[Dataset entries Boundary: Start]

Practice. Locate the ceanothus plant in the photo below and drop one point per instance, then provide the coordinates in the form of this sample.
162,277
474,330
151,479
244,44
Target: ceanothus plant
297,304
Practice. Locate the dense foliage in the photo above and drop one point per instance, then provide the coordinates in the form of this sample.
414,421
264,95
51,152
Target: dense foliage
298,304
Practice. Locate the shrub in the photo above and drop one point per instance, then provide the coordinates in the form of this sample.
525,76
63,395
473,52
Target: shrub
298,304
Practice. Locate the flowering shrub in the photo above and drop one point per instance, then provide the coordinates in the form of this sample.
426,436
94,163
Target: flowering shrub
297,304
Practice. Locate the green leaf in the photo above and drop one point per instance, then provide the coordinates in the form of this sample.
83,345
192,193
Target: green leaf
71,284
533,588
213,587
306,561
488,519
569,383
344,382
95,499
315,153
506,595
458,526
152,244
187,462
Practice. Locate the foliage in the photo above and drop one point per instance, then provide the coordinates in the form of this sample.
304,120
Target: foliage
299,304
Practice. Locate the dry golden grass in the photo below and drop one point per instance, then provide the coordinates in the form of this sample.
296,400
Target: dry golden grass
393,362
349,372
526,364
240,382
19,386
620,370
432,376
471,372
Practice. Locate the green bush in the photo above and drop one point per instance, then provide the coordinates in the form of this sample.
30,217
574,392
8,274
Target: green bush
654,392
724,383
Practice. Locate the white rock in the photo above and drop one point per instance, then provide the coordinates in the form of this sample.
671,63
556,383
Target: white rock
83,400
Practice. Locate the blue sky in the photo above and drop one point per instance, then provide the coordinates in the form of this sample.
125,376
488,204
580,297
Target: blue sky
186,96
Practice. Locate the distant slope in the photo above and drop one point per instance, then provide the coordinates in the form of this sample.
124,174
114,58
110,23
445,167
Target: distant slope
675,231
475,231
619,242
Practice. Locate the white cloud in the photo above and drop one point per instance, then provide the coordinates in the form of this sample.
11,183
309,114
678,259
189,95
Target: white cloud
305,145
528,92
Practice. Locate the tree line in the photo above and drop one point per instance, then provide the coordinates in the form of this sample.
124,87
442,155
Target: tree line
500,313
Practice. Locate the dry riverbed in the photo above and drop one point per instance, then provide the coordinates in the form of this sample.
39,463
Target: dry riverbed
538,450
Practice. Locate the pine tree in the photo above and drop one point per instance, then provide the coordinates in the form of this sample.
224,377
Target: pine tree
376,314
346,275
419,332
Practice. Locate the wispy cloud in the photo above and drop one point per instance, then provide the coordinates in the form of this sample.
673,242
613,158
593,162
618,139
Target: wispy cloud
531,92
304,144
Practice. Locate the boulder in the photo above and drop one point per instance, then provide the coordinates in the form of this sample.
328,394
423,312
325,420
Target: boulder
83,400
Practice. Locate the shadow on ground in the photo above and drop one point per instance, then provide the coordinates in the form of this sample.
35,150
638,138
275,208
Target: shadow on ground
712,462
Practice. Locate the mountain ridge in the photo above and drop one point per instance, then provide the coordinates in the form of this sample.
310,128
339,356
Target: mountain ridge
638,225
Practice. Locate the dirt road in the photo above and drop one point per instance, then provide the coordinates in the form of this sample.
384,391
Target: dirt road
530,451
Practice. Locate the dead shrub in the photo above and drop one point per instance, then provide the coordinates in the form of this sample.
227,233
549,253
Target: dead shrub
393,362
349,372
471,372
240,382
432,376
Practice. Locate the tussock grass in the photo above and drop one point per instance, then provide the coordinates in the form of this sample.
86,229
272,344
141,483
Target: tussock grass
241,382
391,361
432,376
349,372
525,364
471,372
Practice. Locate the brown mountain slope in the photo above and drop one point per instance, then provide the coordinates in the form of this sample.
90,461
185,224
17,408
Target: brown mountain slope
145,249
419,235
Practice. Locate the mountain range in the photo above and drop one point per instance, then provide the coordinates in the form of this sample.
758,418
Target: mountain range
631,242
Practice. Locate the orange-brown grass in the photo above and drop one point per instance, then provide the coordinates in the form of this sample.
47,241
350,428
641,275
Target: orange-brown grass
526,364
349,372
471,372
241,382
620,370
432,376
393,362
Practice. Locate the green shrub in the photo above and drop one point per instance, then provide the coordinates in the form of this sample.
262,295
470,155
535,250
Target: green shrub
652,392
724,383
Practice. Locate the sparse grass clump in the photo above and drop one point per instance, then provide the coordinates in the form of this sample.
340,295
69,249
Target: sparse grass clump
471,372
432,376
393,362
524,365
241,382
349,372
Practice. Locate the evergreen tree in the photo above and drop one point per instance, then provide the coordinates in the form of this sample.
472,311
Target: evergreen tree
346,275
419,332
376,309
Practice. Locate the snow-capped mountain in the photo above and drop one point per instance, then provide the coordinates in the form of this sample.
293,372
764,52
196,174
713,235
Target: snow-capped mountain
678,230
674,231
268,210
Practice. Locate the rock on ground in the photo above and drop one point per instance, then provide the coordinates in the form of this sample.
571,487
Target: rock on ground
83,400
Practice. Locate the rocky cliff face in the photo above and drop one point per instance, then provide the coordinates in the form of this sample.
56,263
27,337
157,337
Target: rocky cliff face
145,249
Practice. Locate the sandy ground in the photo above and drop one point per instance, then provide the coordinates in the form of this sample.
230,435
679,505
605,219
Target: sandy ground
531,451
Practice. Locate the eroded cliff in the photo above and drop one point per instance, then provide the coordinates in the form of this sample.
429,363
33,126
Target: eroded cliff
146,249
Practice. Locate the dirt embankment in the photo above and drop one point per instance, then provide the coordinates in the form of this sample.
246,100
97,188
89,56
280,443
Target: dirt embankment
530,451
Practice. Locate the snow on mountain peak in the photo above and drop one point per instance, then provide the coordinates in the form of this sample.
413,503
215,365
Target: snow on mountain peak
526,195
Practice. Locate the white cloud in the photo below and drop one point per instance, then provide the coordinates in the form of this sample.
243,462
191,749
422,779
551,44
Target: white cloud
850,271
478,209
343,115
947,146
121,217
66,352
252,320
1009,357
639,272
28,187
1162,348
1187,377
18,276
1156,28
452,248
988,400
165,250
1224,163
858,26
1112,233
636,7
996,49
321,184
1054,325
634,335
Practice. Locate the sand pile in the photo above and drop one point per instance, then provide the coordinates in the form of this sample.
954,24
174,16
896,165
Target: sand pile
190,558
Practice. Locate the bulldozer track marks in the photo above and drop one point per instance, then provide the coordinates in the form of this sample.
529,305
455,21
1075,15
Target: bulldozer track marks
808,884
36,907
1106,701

[Dataset entries Boundary: End]

# Your objective:
Each line above that contains "below" must be copied out.

# Result:
Practice. Locate the ceanothus plant in the photo below and drop one point per instance, then provide the coordinates in the form of this sample.
Practice. Locate the dry golden grass in the photo below and drop one point per instance, then provide the coordinates in the form of this sample.
Practice. Locate the white cloud in the photo below and drop one point per instance, then provide the coordinates in the form of this sample.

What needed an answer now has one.